■ Required task ■
Copy every one of the lines below word for word, but leave the pictures out of your copy.

■ Entries provided ■
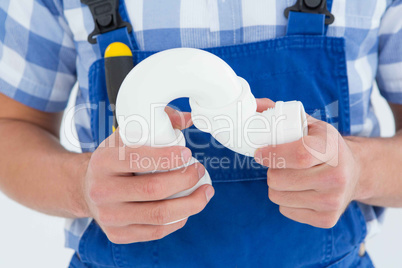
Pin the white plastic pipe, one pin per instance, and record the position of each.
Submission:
(221, 104)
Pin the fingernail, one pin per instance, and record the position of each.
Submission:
(201, 170)
(258, 156)
(209, 193)
(186, 154)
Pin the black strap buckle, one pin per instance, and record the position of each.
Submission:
(312, 6)
(106, 17)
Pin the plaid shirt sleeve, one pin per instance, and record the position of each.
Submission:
(389, 75)
(37, 54)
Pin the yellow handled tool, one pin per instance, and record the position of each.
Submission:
(118, 63)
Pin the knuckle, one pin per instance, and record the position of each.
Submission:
(327, 221)
(331, 203)
(96, 161)
(303, 157)
(273, 196)
(106, 218)
(97, 193)
(116, 238)
(192, 176)
(160, 214)
(159, 232)
(153, 188)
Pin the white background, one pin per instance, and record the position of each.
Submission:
(30, 239)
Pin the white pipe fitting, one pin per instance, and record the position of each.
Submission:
(221, 104)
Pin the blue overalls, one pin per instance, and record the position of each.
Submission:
(240, 227)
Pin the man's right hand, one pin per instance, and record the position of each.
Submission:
(130, 207)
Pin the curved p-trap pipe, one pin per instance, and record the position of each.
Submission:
(221, 104)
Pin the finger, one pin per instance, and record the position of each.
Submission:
(320, 146)
(297, 179)
(156, 212)
(308, 216)
(180, 120)
(263, 104)
(146, 187)
(141, 232)
(141, 159)
(304, 199)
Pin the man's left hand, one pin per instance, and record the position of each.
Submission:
(313, 179)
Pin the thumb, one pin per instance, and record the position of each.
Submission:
(180, 120)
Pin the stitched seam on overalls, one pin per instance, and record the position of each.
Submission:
(83, 240)
(342, 76)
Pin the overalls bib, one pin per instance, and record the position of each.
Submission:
(241, 227)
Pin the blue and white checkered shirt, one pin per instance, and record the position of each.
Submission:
(44, 49)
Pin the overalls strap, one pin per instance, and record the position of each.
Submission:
(309, 17)
(109, 25)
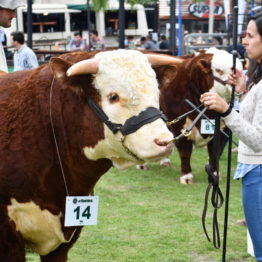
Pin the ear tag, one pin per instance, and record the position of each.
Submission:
(81, 211)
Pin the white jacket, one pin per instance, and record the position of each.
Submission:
(247, 125)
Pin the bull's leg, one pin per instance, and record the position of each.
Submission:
(11, 242)
(185, 148)
(60, 254)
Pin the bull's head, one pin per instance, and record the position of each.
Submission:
(221, 64)
(127, 86)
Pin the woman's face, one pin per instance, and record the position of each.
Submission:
(253, 42)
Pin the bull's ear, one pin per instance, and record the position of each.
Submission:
(165, 74)
(205, 65)
(59, 67)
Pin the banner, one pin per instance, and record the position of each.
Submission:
(241, 14)
(227, 12)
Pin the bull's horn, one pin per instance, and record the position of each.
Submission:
(163, 59)
(88, 66)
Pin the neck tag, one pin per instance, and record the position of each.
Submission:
(81, 211)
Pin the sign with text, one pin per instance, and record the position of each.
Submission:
(81, 211)
(202, 11)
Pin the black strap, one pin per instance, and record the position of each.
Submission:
(147, 116)
(132, 124)
(212, 169)
(101, 114)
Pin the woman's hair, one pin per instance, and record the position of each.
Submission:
(255, 70)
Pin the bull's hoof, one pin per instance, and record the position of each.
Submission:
(142, 167)
(165, 162)
(186, 179)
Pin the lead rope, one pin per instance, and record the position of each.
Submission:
(212, 169)
(54, 136)
(235, 36)
(57, 149)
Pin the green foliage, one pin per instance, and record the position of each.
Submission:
(99, 4)
(148, 216)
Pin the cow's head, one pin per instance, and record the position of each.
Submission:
(221, 65)
(127, 86)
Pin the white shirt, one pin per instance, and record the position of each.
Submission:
(3, 64)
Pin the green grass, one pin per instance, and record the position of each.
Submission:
(148, 216)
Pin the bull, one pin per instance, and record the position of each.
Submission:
(188, 78)
(53, 142)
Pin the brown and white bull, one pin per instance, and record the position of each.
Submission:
(52, 144)
(188, 79)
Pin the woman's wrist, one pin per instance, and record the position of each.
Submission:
(227, 112)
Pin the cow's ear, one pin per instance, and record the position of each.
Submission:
(165, 74)
(205, 65)
(59, 67)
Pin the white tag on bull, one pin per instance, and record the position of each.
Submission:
(207, 127)
(81, 211)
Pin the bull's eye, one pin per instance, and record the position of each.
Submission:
(113, 98)
(220, 72)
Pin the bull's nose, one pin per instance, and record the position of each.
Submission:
(161, 142)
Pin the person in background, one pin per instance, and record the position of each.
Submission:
(7, 13)
(77, 43)
(130, 42)
(147, 43)
(247, 126)
(24, 57)
(164, 43)
(97, 43)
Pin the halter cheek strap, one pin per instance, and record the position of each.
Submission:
(132, 124)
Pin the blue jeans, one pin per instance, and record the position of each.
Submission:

■ Problem solution ■
Pin the white plastic pipe, one pin per instance, and record the position of each.
Submission:
(221, 104)
Pin the fingernail, one pin per instance, and record the position of each.
Submission:
(201, 170)
(258, 156)
(209, 193)
(186, 154)
Pin the black strap buckle, one pin per instance, and record the position of each.
Submission:
(312, 6)
(106, 17)
Pin the plaid shirt sleeve, one pin per instance, and record the position of each.
Submission:
(389, 75)
(37, 54)
Pin the yellow handled tool, one pin per instance, and record the position of each.
Submission:
(118, 63)
Pin the knuckle, one pin per instance, and record the position of each.
Submission:
(327, 221)
(331, 203)
(96, 161)
(303, 157)
(273, 196)
(106, 218)
(97, 193)
(116, 238)
(192, 176)
(160, 214)
(159, 232)
(153, 188)
Pin the white background, one pin per instance, and record the position of each.
Submission:
(30, 239)
Pin the white pipe fitting, one pin per instance, and record the position of each.
Submission:
(221, 104)
Pin the blue overalls, one pin per instance, and record the position of each.
Submission:
(240, 227)
Pin the man's right hand, one pin per instance, and record the position of each.
Submission:
(130, 207)
Pin the curved p-trap pipe, one pin per instance, and record the position of each.
Submission:
(221, 104)
Pin the finger, one pin per instance, and record the position of each.
Submission:
(320, 146)
(297, 179)
(156, 212)
(308, 216)
(180, 120)
(263, 104)
(146, 187)
(141, 232)
(141, 159)
(304, 199)
Pin the man's left hand, one pin per instance, and record the position of each.
Submission:
(313, 179)
Pin the thumb, one pin per instance, and record the position of each.
Submission:
(180, 120)
Pin the stitched seam on overalls, one pin per instance, and record the position of each.
Submission:
(83, 240)
(342, 76)
Pin the overalls bib, one pin per instance, and record the position of each.
Submission:
(241, 227)
Pin the blue and white checkered shirt, one pin per instance, and record the position of each.
Submission:
(44, 49)
Pin the overalls strap, one pin per instance, and record the position of each.
Submission:
(309, 17)
(109, 25)
Pin the ear tag, one pin per instance, and record the position of each.
Submission:
(81, 211)
Pin the white jacket, one pin per instance, and record the position of each.
Submission:
(247, 125)
Pin the bull's leg, one pin per instance, and record the position of each.
Submission:
(11, 242)
(185, 148)
(60, 254)
Pin the bull's head, one pin per instance, and record the position of each.
Submission:
(221, 64)
(127, 86)
Pin the woman's face, one pin per instance, and record the position of each.
Submission:
(253, 42)
Pin the bull's ear, one pin per instance, and record the position of each.
Submission:
(165, 74)
(205, 65)
(59, 67)
Pin the banner, one pin per instance, and record the position of each.
Submission:
(241, 14)
(227, 12)
Pin the bull's horn, one pin per instance, and record the position of each.
Submission:
(163, 59)
(88, 66)
Pin the neck tag, one pin per instance, and record the position of each.
Submission:
(81, 211)
Pin the sign with text, one pin per instance, and record the position of each.
Submission:
(81, 211)
(202, 11)
Pin the black strap, one pin per instance, and record the position of each.
Submission:
(147, 116)
(132, 124)
(212, 169)
(101, 114)
Pin the woman's hair, one pin per instance, and record the position of each.
Submission:
(255, 70)
Pin the bull's hoof, one pin per instance, and record the position of each.
Submission:
(142, 167)
(165, 162)
(186, 179)
Pin the lead rope, one pin per instance, and record the position of each.
Submission:
(212, 169)
(54, 136)
(235, 36)
(57, 149)
Pin the green foliage, one pin per instance, and record the position of each.
Submission:
(99, 4)
(148, 216)
Pin the cow's head, one pin per instance, and record the position of each.
Submission:
(221, 65)
(127, 86)
Pin the white shirt, one pin per instance, and record the position of each.
Submission:
(3, 64)
Pin the green grass, one pin per instance, and record the position of each.
Submission:
(148, 216)
Pin the bull, one pin per instance, and record the position of each.
Submission:
(188, 78)
(53, 142)
Pin the brown and white bull, one pin per instance, and record the position of each.
Submission:
(52, 144)
(188, 79)
Pin the woman's wrist, one pin per instance, and record the position of each.
Submission:
(227, 112)
Pin the cow's ear, one pin per instance, and record the position of each.
Submission:
(165, 74)
(205, 65)
(59, 67)
Pin the white tag on bull, one pin per instance, and record the position of each.
Submission:
(207, 127)
(81, 211)
Pin the bull's eye, one pin per instance, and record the position of each.
Submission:
(113, 98)
(220, 72)
Pin the bull's nose, one pin per instance, and record the position of each.
Submission:
(161, 142)
Pin the person in background, one pin per instance, and record the position of each.
Submission:
(7, 13)
(77, 43)
(130, 42)
(147, 43)
(247, 126)
(24, 57)
(164, 43)
(97, 43)
Pin the halter cheek strap, one pin per instance, and record the position of each.
Submission:
(132, 124)
Pin the blue jeans, one pin per instance, and record the position of each.
Submission:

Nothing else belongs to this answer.